→ **Sección del documento**
Pues bien, esos tres chismes se repiten, con variaciones en el lugar (San Remo, Marbella, Tahití), árbol (pinabete, álamo, palmera), y motivo de la aparición (el niño se suicidó, mató a sus papás, se perdió dentro del último juego de video) en prácticamente todo el mundo occidental. Esas historias le están dando la vuelta a Europa y América desde quién sabe cuándo, y siguen repitiéndose de boca en boca: son la moderna mitología. En ausencia de un Zeus imaginativo y lujurioso; o de santos que levitan o caminan sobre el mar, en el siglo XX (y XXI) hemos creado nuevos personajes y aventuras qué contar en torno a una fogata. O, seamos realistas, alrededor de una ristra de chilacas rellenas de queso, al borde de la incineración. Para el caso es lo mismo: cierta lumbre para iluminar el desconcierto.

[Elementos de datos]

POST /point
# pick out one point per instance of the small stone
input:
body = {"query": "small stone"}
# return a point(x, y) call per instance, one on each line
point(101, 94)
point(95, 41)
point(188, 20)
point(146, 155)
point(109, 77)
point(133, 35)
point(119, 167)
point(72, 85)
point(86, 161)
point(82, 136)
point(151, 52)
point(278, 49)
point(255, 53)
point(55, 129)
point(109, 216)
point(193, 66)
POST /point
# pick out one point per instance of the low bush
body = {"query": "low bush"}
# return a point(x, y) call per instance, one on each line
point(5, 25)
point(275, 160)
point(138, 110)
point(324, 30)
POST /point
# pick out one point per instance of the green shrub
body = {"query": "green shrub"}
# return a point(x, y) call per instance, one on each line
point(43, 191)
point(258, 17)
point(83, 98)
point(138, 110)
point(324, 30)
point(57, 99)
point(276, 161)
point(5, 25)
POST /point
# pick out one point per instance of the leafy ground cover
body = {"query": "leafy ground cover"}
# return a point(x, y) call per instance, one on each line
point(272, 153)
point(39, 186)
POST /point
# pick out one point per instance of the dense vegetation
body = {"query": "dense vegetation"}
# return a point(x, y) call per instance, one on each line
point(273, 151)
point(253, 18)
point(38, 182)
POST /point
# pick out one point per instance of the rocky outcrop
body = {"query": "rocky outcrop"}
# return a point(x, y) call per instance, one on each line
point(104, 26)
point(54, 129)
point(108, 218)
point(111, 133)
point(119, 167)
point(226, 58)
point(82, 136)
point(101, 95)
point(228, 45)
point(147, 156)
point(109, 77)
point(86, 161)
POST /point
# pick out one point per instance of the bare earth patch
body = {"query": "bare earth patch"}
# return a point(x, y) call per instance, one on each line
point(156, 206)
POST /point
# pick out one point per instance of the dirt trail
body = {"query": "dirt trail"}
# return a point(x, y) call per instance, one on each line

→ **Instrucciones de tareas**
[a] En el fragmento sobre la mitología moderna, ¿qué lugares se dan como variaciones de esos tres chismes?
[b] Por favor, prosigue con el fragmento sobre la mitología moderna a partir de su última oración.
Las líneas son material aparte y no guardan relación con el fragmento.

→ **Respuestas por tarea**
[a] San Remo, Marbella y Tahití.

[b]
Estas “leyendas urbanas” tienen el encanto de lo macabro, la plausibilidad de lo grotesco (si existe el PSN en la Cámara de Diputados, ¿por qué no un destripador en Cuatro Ciénegas?) y una moraleja que nos recuerda que pecar y hacer el mal siempre se pagan. Claro, nadie puede decir a quién le escribieron el mensaje en el espejo (ni si la tipa estaba tan cuero que haya valido la pena la infectada); ni cuándo o dónde ocurrió el destripe del ardiente galán; ni en qué casa se filmó la célebre película de Ted Danson, Tom Selleck y Steve Gutemberg (en realidad, fue en un estudio). El chiste es creérselo, y estremecerse de miedo... y contarlo a quien quiera oírnos. O aunque no quiera, total. Algún precio ha de pagar el cuñado por arrimarse a la hielera con las cheves, ¿no?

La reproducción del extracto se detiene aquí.